-- start of MATERIAL PROVIDED --

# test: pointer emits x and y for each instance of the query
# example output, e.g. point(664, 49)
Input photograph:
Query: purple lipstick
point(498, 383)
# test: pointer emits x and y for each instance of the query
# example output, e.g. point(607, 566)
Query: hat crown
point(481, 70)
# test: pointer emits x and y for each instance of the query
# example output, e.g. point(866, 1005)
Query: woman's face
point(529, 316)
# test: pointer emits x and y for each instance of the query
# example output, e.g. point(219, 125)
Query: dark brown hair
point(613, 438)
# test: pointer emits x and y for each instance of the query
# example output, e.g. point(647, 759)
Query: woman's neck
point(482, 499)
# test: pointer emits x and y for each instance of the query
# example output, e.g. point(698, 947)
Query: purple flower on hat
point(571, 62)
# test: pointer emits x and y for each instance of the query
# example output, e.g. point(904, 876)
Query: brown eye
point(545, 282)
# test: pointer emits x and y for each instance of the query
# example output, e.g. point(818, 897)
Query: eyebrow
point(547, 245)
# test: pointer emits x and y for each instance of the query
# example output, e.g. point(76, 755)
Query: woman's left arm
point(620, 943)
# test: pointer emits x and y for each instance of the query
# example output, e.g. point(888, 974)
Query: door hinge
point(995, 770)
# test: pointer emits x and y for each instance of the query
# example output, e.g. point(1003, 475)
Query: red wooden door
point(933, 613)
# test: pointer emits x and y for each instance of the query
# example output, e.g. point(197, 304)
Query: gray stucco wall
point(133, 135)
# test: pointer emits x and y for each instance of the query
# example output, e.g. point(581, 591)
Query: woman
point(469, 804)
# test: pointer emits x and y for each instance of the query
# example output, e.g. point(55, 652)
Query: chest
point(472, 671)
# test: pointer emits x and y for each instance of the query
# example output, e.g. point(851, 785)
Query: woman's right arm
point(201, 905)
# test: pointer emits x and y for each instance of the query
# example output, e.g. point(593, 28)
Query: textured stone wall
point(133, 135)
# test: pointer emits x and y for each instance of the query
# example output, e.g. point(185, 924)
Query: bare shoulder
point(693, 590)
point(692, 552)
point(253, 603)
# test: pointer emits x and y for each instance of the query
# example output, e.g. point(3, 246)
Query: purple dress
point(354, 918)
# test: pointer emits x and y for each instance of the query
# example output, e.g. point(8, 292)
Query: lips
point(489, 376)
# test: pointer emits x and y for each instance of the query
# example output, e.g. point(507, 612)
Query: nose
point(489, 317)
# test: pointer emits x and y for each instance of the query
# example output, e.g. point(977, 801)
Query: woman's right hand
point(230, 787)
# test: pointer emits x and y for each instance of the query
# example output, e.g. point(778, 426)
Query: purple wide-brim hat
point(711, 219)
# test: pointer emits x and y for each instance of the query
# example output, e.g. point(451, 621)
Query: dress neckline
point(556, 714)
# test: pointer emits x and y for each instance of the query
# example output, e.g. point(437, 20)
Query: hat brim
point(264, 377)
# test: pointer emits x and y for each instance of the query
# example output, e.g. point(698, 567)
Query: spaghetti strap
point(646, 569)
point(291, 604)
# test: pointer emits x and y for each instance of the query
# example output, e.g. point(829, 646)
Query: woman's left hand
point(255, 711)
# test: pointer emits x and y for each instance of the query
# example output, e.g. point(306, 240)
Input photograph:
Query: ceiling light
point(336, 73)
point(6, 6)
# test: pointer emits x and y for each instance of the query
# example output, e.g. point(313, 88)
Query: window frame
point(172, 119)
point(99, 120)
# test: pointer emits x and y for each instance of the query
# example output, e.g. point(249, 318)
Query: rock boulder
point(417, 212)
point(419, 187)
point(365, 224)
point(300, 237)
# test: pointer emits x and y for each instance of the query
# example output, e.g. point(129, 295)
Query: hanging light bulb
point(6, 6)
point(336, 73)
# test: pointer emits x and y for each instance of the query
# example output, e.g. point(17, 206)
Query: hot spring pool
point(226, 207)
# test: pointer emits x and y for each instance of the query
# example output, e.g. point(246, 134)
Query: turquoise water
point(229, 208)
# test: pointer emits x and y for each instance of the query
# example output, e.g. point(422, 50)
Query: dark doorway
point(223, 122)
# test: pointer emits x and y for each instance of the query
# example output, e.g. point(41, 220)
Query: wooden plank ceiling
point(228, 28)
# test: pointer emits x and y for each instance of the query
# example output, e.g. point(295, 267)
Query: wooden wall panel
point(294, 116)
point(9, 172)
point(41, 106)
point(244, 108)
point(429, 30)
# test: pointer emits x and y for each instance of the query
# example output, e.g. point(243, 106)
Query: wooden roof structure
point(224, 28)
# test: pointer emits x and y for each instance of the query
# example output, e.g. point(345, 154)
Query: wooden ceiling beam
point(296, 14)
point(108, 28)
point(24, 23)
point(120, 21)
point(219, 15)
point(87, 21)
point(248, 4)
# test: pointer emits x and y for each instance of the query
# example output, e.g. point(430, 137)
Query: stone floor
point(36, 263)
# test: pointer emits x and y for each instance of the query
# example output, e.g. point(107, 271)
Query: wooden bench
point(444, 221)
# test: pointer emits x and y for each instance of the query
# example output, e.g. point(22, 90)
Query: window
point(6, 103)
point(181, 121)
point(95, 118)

-- end of MATERIAL PROVIDED --

(OBJECTIVE)
Could you copy all of the material above word for word, without changing a single character?

(SOLUTION BELOW)
# test: pointer emits x and y for each instance of the query
# example output, e.g. point(664, 49)
Input photograph:
Query: purple lipstick
point(498, 383)
# test: pointer emits x and y for each instance of the query
# example output, e.g. point(607, 566)
Query: hat crown
point(481, 70)
# test: pointer emits x and y for each instance of the query
# example output, e.g. point(866, 1005)
Query: woman's face
point(529, 316)
# test: pointer emits x and y for each instance of the query
# example output, e.g. point(219, 125)
Query: dark brown hair
point(613, 438)
# test: pointer emits x and y for each instance of the query
# example output, e.g. point(647, 759)
Query: woman's neck
point(482, 499)
# test: pointer emits x and y for each instance of the query
# example output, e.g. point(698, 947)
Query: purple flower on hat
point(571, 62)
# test: pointer emits x and y for each instance of the query
# example output, e.g. point(904, 876)
Query: brown eye
point(545, 282)
# test: pointer emits x and y for each instance of the query
# example output, e.g. point(818, 897)
Query: eyebrow
point(547, 245)
# test: pointer emits x and y for each instance of the query
# example output, e.g. point(76, 755)
Query: woman's left arm
point(620, 943)
# test: pointer emits x and y for each instance of the query
# example output, e.g. point(888, 974)
Query: door hinge
point(995, 770)
# test: pointer emits x and y for each instance of the query
# example output, e.g. point(1003, 475)
Query: red wooden door
point(933, 613)
# test: pointer emits x and y for each instance of the query
# example output, e.g. point(197, 304)
Query: gray stucco wall
point(133, 135)
# test: pointer emits x and y for each instance of the query
# example output, e.g. point(581, 591)
Query: woman
point(469, 804)
# test: pointer emits x and y for each instance of the query
# example output, e.g. point(55, 652)
Query: chest
point(472, 671)
# test: pointer emits x and y for each instance of the query
# example output, e.g. point(851, 785)
Query: woman's right arm
point(201, 905)
# test: pointer emits x and y for each instance of the query
# example output, e.g. point(593, 28)
Query: textured stone wall
point(133, 135)
# test: pointer emits x and y for each instance of the query
# example output, e.g. point(185, 924)
Query: bare shoulder
point(693, 590)
point(692, 552)
point(253, 603)
# test: pointer emits x and y for each instance of the query
# example output, e.g. point(3, 246)
Query: purple dress
point(354, 918)
# test: pointer emits x and y for each instance of the query
# example output, e.g. point(8, 292)
Query: lips
point(489, 376)
# test: pointer emits x and y for each instance of the query
# example output, e.g. point(507, 612)
Query: nose
point(489, 317)
# test: pointer emits x and y for each instance of the query
# example output, e.g. point(977, 801)
Query: woman's right hand
point(230, 787)
# test: pointer emits x and y for each instance of the query
# example output, e.g. point(778, 426)
Query: purple wide-brim hat
point(711, 219)
# test: pointer emits x and y for each instance of the query
# example output, e.g. point(451, 621)
Query: dress neckline
point(556, 714)
# test: pointer emits x and y for each instance of the query
# example output, e.g. point(437, 20)
Query: hat brim
point(264, 377)
# test: pointer emits x and y for each instance of the query
# example output, e.g. point(698, 567)
Query: spaghetti strap
point(646, 569)
point(291, 604)
# test: pointer emits x and y for each instance of the query
# example output, e.g. point(829, 646)
Query: woman's left hand
point(255, 711)
# test: pointer emits x and y for each instance of the query
# example output, e.g. point(306, 240)
Input photograph:
Query: ceiling light
point(336, 73)
point(6, 6)
# test: pointer emits x and y for each instance of the query
# example output, e.g. point(313, 88)
Query: window frame
point(172, 119)
point(99, 120)
# test: pointer emits x and y for each instance of the query
# example output, e.g. point(249, 318)
Query: rock boulder
point(417, 212)
point(419, 187)
point(365, 224)
point(300, 237)
# test: pointer emits x and y for each instance of the query
# example output, e.g. point(129, 295)
Query: hanging light bulb
point(6, 6)
point(336, 73)
# test: pointer emits x and y for each instance of the query
# example output, e.g. point(17, 206)
Query: hot spring pool
point(226, 207)
# test: pointer emits x and y for each instance of the query
# example output, e.g. point(246, 134)
Query: turquoise water
point(229, 208)
# test: pointer emits x and y for each instance of the query
# example output, e.g. point(422, 50)
Query: dark doorway
point(223, 122)
# test: pointer emits x and y for each instance of the query
# example output, e.g. point(41, 220)
Query: wooden plank ceiling
point(228, 28)
# test: pointer emits x and y for each instance of the query
# example output, e.g. point(295, 267)
Query: wooden wall panel
point(294, 116)
point(9, 172)
point(41, 106)
point(244, 108)
point(429, 30)
# test: pointer emits x and y for each instance of the query
# example output, e.g. point(243, 106)
Query: wooden roof structure
point(224, 28)
# test: pointer emits x and y for each instance of the query
# example output, e.g. point(345, 154)
Query: wooden ceiling beam
point(296, 14)
point(108, 28)
point(24, 23)
point(120, 21)
point(219, 15)
point(87, 21)
point(248, 4)
# test: pointer emits x and y for each instance of the query
# example output, e.g. point(430, 137)
Query: stone floor
point(36, 263)
# test: pointer emits x and y for each instance of the query
# example output, e.g. point(107, 271)
Query: wooden bench
point(444, 221)
# test: pointer emits x and y for each instance of the query
# example output, e.g. point(22, 90)
Query: window
point(6, 103)
point(181, 121)
point(95, 118)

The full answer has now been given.